▸ Your task:
Exactly and only the lines from the one containing "the form [353,132]." through the close of the entries below are to be set down.

----------------

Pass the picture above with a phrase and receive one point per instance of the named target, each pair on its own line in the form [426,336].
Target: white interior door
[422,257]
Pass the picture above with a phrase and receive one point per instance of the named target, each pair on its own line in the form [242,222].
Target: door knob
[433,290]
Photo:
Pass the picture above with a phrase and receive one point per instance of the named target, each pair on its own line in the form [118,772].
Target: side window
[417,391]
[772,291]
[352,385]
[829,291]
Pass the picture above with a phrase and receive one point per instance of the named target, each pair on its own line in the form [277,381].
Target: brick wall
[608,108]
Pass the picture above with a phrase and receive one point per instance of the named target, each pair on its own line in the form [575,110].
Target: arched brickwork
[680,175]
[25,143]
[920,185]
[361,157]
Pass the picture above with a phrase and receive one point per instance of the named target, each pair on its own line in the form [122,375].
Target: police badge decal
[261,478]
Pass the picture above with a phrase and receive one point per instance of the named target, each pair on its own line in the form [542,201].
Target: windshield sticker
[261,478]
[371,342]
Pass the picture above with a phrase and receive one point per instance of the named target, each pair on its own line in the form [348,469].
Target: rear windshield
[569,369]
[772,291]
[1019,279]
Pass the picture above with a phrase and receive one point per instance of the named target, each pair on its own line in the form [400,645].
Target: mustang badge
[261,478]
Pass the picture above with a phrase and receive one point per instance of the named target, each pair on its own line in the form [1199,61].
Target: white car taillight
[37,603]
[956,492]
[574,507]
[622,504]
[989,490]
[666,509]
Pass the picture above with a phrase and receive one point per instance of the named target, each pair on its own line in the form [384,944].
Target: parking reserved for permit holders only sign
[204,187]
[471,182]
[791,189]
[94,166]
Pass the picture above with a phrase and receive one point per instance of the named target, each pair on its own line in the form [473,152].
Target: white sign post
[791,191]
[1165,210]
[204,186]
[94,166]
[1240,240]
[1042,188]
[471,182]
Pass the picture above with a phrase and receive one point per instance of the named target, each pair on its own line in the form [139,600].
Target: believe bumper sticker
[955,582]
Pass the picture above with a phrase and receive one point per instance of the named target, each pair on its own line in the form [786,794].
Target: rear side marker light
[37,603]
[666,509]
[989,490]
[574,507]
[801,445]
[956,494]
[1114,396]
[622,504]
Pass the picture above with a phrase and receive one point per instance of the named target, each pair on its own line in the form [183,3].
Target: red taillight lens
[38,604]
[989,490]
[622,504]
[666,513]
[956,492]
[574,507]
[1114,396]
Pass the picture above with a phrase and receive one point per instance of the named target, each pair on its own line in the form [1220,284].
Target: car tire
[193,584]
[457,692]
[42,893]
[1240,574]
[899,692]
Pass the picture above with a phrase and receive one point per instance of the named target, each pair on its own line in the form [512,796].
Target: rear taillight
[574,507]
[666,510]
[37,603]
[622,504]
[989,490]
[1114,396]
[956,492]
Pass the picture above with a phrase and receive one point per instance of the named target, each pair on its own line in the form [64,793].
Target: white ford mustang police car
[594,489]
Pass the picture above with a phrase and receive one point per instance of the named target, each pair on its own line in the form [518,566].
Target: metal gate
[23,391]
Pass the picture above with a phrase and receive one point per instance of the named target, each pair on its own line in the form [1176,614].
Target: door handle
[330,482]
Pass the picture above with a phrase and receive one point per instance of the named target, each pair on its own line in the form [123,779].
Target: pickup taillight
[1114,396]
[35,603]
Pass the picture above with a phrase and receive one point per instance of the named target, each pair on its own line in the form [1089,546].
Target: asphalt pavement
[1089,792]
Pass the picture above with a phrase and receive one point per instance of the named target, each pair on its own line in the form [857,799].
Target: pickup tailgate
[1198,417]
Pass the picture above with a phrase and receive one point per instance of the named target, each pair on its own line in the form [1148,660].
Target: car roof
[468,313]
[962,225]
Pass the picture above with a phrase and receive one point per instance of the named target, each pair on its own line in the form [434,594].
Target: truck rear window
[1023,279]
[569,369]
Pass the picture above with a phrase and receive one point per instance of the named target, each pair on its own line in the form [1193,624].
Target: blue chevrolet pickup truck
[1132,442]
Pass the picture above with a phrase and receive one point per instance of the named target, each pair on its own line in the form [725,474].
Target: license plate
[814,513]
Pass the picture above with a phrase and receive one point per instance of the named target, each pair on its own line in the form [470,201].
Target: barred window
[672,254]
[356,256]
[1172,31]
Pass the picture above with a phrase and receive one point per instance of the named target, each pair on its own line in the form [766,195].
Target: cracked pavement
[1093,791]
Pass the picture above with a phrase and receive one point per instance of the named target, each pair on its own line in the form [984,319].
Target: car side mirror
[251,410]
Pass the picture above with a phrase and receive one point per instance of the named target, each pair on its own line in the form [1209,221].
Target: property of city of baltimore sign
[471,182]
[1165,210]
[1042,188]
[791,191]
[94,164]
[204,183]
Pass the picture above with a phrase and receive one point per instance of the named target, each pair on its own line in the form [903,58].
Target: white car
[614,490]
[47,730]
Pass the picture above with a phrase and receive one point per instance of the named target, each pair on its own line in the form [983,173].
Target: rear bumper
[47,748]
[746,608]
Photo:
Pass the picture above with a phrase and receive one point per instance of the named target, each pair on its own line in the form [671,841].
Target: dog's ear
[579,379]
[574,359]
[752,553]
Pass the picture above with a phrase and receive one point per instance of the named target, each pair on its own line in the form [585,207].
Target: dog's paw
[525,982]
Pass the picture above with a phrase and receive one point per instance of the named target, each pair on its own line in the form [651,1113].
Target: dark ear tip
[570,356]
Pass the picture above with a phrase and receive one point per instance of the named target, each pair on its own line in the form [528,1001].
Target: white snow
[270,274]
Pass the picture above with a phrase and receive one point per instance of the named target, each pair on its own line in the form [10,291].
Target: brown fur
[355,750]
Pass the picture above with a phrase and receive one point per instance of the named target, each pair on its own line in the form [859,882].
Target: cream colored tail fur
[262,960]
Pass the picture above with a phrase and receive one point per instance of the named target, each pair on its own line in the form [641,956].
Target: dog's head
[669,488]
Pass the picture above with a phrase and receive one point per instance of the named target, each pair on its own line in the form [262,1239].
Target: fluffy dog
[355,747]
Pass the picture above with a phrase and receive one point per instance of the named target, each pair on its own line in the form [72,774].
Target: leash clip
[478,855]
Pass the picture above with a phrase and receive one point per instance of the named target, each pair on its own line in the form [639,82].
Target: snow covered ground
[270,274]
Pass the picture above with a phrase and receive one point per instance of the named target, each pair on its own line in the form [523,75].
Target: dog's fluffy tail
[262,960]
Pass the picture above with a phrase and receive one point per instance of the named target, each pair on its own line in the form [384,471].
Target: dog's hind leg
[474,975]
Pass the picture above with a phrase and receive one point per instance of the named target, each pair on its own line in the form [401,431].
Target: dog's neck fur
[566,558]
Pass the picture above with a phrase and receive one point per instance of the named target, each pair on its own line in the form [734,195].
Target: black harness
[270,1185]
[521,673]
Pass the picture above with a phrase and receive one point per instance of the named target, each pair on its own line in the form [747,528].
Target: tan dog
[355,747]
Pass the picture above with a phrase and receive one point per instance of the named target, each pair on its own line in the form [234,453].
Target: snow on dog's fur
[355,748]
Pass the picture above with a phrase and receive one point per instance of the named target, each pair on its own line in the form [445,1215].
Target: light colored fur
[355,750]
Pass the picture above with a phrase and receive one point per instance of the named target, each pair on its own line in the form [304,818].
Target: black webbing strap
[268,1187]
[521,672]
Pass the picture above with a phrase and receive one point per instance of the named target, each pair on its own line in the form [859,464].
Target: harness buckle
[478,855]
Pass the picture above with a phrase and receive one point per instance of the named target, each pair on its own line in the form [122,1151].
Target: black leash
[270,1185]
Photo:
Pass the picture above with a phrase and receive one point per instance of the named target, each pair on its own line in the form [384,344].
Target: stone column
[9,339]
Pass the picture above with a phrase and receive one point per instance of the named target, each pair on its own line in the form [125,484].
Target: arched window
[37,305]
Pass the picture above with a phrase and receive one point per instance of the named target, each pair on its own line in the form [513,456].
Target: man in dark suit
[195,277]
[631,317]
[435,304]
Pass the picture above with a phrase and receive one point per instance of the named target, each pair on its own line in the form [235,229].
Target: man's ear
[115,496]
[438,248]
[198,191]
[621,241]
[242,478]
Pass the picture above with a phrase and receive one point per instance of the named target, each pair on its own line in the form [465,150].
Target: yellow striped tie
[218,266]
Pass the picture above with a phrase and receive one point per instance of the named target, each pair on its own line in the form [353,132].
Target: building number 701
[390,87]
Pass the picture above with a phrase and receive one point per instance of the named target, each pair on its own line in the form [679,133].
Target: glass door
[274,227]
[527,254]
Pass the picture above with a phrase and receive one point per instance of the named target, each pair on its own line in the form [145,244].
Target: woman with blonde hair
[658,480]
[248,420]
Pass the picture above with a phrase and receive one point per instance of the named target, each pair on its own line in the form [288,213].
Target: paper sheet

----------------

▸ Final answer:
Pass the picture above with a phrase and receive one point per instance of the named target, each pair on its own line in the form [353,132].
Target: building number 701
[390,87]
Pass the picture above with a phrase and receive one point per instance of the named target, each pair on its own line in the form [679,133].
Target: glass door
[274,227]
[527,254]
Pass the picture above with a phrase and receive one point per instance of the named target, each pair on its own line in the form [145,244].
Target: woman with blonde hair
[658,480]
[248,420]
Pass the picture above with a phrase and receive one point per instance of the named target, each pair on its own line in the form [288,213].
Target: paper sheet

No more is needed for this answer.